(EXTRACTED ENTRIES)
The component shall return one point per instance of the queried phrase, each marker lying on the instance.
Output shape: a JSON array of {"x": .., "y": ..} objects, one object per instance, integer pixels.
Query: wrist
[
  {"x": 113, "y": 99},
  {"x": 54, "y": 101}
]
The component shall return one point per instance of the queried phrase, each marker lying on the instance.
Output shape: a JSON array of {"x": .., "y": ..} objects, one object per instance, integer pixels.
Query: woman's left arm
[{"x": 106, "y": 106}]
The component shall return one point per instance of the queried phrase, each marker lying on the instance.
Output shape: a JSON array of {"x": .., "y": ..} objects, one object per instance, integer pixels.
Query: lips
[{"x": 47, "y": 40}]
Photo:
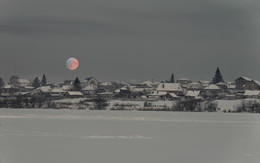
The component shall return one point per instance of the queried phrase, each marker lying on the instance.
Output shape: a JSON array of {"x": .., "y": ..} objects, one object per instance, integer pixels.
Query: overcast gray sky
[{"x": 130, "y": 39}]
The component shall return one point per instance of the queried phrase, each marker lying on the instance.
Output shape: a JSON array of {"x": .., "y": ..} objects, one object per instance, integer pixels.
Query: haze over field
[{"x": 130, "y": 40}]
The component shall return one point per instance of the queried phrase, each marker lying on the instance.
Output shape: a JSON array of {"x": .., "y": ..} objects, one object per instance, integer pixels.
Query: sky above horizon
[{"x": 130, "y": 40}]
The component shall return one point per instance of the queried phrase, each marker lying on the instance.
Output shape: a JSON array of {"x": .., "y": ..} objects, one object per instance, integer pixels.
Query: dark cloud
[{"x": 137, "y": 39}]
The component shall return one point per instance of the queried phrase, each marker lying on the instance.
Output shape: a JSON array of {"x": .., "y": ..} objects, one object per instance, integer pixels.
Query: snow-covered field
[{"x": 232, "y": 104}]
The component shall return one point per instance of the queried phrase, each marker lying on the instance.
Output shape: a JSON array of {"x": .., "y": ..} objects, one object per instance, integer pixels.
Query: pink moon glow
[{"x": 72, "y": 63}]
(End EXTRACTED ENTRIES)
* **TASK**:
Repeat the lines from the one containing "Query: dark cloud" through the end of the listing, exactly and without any other lines; both ends are included.

* **RESULT FOR THIS TASK**:
Query: dark cloud
[{"x": 137, "y": 39}]
The component shall return one point per instance of the queried phrase, each marker lying on the instance.
Output shape: a JSON array of {"x": .., "y": ..} objects, one object per instance, integer pixels.
Query: snow-covered field
[{"x": 232, "y": 104}]
The component shall return one point per instance of the queried phrase, each marker lying on the instance.
Output shape: a JSON array of {"x": .., "y": ..} objects, one object per instance, integer pixels.
Query: pink moon glow
[{"x": 72, "y": 63}]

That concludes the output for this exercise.